■ Task description: What is wanted is the line holding "Habitat-census task: mark the green foliage" and every later line through the end of the entries, set down exactly.

■ The input:
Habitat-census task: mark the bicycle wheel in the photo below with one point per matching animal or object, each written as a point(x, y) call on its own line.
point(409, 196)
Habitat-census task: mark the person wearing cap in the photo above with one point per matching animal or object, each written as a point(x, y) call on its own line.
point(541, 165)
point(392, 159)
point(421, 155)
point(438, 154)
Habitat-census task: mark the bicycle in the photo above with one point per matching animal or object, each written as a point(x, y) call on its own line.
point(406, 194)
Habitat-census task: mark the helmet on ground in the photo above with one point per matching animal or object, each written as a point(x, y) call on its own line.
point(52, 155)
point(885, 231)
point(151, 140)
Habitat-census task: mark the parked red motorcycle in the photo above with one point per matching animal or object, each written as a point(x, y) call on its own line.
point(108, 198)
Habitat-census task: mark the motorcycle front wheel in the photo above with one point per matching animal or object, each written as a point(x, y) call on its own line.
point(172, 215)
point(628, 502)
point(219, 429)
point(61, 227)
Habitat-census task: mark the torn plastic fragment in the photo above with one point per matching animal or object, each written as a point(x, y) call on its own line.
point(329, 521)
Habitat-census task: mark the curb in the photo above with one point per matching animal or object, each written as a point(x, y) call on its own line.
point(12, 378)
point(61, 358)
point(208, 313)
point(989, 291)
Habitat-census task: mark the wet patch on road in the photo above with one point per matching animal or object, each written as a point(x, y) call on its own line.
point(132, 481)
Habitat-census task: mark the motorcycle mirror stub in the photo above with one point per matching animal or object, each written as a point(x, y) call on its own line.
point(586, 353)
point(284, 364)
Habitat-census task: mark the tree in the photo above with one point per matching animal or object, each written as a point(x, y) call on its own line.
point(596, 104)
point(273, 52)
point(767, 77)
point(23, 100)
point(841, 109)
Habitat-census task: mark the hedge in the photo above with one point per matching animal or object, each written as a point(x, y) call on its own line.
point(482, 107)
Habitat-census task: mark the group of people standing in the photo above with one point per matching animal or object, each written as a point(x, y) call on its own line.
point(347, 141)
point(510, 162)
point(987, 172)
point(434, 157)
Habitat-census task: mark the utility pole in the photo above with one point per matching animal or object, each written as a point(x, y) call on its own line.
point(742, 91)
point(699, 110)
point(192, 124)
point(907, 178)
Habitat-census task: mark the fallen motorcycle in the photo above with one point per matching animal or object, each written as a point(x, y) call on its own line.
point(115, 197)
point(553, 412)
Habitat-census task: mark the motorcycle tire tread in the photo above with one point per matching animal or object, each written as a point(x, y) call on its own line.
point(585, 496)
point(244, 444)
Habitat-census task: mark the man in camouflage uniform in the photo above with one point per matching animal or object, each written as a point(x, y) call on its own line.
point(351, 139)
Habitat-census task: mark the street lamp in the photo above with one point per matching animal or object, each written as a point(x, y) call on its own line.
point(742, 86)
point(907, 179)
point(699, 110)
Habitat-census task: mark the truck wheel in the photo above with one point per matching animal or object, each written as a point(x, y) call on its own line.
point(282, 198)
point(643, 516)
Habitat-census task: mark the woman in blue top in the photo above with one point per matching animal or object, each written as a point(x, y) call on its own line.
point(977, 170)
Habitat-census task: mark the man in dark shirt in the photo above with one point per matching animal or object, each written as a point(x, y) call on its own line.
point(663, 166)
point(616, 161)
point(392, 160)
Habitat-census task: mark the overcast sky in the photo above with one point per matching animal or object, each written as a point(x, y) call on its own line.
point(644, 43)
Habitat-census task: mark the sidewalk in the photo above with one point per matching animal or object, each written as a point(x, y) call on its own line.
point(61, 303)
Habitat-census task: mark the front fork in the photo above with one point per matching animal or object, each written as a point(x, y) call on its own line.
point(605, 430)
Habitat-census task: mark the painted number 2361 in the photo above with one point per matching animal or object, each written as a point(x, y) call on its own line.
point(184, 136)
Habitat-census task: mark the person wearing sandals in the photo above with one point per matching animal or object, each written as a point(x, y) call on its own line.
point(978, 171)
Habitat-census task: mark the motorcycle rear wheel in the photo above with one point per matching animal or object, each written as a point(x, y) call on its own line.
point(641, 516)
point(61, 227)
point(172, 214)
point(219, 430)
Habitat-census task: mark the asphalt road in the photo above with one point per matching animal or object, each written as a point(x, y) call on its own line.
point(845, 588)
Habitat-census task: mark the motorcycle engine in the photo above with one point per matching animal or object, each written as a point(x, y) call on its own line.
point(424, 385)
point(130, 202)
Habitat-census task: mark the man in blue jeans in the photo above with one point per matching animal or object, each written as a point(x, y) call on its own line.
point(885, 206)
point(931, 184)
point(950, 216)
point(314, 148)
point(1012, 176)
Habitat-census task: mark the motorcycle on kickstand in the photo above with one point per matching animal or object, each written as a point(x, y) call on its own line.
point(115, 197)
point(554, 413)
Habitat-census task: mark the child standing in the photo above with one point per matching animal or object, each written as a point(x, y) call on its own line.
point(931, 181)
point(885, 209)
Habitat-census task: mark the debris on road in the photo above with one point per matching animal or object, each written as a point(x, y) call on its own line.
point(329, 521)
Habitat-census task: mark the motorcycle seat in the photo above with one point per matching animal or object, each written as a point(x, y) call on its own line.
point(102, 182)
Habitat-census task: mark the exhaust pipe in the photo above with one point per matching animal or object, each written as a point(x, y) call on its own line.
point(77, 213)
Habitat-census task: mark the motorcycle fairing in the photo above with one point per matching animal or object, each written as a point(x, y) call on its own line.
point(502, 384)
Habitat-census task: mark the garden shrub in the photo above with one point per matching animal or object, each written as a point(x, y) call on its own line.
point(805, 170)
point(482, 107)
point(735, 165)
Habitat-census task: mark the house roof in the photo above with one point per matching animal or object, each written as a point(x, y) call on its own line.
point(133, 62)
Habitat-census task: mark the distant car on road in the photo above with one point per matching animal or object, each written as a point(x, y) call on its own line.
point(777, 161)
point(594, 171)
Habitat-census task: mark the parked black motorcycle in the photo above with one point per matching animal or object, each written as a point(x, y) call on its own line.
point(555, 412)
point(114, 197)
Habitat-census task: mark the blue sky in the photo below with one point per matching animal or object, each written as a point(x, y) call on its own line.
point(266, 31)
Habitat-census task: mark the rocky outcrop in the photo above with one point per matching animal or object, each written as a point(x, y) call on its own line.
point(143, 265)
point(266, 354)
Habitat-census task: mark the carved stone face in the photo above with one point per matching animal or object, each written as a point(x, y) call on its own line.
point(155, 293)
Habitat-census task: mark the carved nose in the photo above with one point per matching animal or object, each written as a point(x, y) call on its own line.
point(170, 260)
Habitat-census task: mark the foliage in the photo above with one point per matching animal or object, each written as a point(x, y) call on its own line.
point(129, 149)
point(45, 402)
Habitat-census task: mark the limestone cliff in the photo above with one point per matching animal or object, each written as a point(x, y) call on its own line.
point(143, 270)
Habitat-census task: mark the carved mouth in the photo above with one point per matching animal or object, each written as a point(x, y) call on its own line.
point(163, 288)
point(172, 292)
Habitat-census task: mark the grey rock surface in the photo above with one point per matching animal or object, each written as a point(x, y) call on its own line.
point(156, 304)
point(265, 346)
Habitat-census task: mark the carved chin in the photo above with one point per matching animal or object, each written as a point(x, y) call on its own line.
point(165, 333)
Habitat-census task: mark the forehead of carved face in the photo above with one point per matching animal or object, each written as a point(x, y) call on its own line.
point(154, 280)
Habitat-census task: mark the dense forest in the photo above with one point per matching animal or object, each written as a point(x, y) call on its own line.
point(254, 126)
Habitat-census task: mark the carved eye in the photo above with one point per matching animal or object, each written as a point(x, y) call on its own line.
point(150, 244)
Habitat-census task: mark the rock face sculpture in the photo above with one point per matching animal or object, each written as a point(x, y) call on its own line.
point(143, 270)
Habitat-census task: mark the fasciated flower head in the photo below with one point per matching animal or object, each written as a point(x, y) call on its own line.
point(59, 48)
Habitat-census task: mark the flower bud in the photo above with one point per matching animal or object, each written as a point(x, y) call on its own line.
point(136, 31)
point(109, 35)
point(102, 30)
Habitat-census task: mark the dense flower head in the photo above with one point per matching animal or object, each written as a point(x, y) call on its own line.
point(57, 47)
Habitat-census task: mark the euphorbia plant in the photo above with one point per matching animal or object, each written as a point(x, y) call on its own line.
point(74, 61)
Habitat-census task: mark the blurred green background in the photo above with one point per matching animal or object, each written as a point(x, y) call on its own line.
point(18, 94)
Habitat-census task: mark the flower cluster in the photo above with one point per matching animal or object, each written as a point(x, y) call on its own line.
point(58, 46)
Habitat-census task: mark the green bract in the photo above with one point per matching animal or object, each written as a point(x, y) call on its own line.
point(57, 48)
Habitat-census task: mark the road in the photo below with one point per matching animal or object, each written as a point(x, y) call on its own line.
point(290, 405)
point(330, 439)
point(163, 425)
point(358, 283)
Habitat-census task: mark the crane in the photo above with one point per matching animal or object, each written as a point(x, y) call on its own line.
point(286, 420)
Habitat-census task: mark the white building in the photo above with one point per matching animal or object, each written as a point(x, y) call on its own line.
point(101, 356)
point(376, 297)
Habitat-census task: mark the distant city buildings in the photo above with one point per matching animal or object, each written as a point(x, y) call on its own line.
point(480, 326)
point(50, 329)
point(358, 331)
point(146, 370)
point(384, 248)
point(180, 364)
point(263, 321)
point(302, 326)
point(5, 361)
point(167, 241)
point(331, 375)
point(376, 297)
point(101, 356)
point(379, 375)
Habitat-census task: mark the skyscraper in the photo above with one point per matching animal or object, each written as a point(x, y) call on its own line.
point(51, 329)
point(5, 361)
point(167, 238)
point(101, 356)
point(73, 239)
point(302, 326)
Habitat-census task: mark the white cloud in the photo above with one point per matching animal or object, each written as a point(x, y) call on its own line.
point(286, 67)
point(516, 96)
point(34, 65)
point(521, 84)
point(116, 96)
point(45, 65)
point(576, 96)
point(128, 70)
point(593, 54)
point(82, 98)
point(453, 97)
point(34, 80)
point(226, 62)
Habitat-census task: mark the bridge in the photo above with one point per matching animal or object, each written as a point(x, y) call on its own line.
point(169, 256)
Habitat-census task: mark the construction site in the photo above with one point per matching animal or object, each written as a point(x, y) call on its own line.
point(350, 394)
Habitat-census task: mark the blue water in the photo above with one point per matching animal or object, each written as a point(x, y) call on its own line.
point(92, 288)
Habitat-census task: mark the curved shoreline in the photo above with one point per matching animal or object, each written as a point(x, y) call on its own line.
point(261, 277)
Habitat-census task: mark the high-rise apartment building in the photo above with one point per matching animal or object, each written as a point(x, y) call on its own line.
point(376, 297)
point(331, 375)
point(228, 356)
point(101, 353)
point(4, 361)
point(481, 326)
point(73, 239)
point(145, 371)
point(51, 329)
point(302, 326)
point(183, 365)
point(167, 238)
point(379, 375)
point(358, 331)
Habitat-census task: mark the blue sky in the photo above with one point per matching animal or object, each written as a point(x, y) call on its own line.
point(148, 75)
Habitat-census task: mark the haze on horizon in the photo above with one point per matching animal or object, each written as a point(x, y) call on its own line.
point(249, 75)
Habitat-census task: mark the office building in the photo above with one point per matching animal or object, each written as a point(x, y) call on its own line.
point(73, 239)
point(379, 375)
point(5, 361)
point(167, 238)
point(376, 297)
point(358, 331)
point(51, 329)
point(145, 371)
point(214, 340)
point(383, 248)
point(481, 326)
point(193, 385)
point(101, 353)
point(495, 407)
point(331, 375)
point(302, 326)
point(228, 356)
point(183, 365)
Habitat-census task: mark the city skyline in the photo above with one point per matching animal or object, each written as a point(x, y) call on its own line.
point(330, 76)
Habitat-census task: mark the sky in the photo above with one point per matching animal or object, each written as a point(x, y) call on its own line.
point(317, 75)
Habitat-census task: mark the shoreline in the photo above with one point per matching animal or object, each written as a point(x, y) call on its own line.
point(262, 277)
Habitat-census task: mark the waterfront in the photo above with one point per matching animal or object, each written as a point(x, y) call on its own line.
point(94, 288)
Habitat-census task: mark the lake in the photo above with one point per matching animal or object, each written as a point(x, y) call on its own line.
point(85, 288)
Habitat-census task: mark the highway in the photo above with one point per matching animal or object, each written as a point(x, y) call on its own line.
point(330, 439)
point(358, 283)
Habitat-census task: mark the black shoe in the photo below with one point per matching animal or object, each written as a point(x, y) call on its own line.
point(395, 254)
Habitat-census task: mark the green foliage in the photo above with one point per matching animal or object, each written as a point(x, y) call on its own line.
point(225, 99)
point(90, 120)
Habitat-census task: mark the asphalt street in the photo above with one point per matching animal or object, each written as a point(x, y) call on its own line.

■ Result below:
Habitat-census task: mark the green foliage in the photo above with one point per matching animal or object, each written as a point(x, y) call on its own line.
point(225, 99)
point(90, 120)
Habitat-census task: mark the asphalt street in the photo above with one point per matching animal or object, each written as a point(x, y) call on its own line.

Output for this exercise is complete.